● **EXERCISE DIRECTIONS**
An exact transcription of every record is needed.

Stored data

○ ○ ○ ○

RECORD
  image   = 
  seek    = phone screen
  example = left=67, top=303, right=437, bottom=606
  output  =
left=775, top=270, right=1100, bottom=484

○ ○ ○ ○

● **ANSWER SECTION**
RECORD
  image   = 
  seek    = phone screen
  example = left=67, top=303, right=437, bottom=606
  output  =
left=775, top=270, right=1100, bottom=484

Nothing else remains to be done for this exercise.